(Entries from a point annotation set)
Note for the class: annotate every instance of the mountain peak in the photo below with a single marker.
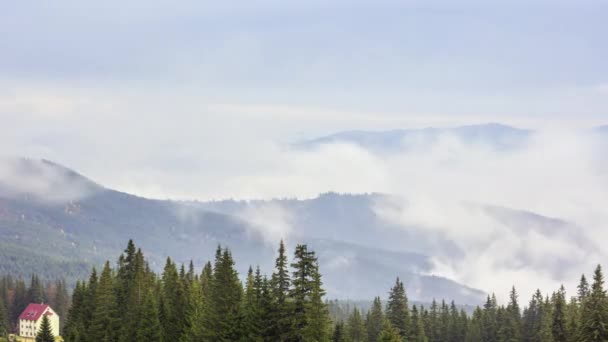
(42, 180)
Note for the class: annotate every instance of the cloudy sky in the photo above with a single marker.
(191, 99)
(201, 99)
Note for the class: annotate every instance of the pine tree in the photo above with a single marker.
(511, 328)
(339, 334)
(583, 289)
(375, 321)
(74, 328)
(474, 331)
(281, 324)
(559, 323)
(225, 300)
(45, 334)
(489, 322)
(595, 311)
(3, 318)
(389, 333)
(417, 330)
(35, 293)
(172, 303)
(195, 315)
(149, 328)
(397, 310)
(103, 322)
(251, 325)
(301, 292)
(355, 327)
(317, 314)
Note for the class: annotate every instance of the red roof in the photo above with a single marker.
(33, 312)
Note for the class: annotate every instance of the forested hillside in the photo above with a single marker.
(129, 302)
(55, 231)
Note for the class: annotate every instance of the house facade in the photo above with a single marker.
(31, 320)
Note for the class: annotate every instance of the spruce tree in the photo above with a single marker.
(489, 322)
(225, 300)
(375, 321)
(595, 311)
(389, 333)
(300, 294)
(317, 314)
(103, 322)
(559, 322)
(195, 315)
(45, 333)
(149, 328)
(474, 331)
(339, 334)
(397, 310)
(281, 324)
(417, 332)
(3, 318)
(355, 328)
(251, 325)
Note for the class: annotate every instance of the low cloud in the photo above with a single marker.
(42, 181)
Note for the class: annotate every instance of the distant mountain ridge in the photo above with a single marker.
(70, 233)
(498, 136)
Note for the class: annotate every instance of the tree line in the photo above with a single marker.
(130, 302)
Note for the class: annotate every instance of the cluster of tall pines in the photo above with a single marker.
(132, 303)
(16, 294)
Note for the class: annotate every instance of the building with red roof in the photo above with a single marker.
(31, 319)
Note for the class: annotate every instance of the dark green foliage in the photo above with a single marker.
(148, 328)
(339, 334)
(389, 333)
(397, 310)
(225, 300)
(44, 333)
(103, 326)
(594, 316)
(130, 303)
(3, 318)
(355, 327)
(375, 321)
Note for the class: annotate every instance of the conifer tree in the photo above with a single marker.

* [Written exercise] Give the entries again word for word, but skip the pictures.

* [Worked solution]
Note for the class: annotate every instance of the mountain peak in the photo below with a single marker.
(42, 180)
Note for the class: annotate every instance of the cloudy sky in the photo above with a single marker.
(191, 99)
(201, 99)
Note for the class: annotate every instance of the pine tree in the photo above with a single marker.
(511, 328)
(339, 334)
(583, 289)
(375, 321)
(74, 328)
(474, 331)
(281, 324)
(559, 323)
(225, 300)
(45, 334)
(489, 322)
(595, 311)
(3, 318)
(389, 333)
(417, 330)
(35, 293)
(172, 303)
(195, 315)
(149, 328)
(397, 310)
(103, 322)
(251, 325)
(301, 292)
(355, 327)
(317, 314)
Note for the class: annotate every instance of the red roof in the photo above with a single marker.
(33, 312)
Note for the class: annotate every instance of the forested hillside in the photo above with a single marker.
(129, 302)
(55, 231)
Note for the class: annotate every instance of the house facade in the photo above with a single marker.
(31, 320)
Note for the class: annotate every instance of the spruce tree in the photo above with a single marker.
(489, 322)
(225, 300)
(375, 321)
(595, 311)
(389, 333)
(300, 294)
(317, 314)
(103, 322)
(559, 322)
(195, 315)
(45, 333)
(149, 328)
(474, 331)
(339, 334)
(397, 310)
(281, 324)
(417, 332)
(3, 318)
(355, 328)
(251, 325)
Note for the class: annotate every instance of the low cloud in the photo above with a single marker.
(42, 181)
Note for the class: annotate every instance of the distant mountain ridge in the photo above with a single marker.
(70, 233)
(498, 136)
Note for the class: annotate every instance of the tree line in the photo above with a single marker.
(130, 302)
Note for the class: annotate every instance of the cluster of tall pines in the photo above with a single marker.
(132, 303)
(16, 294)
Note for the class: annotate every instance of the building with red roof in the photo above with a single marker.
(31, 319)
Note for the class: annotate every instance of the dark green foliage in the photo above with a single marker.
(148, 328)
(339, 334)
(389, 333)
(397, 310)
(225, 300)
(44, 333)
(103, 326)
(594, 316)
(130, 303)
(3, 318)
(355, 327)
(375, 321)
Note for the class: annotate every instance of the conifer tree in the photo above with a single marker.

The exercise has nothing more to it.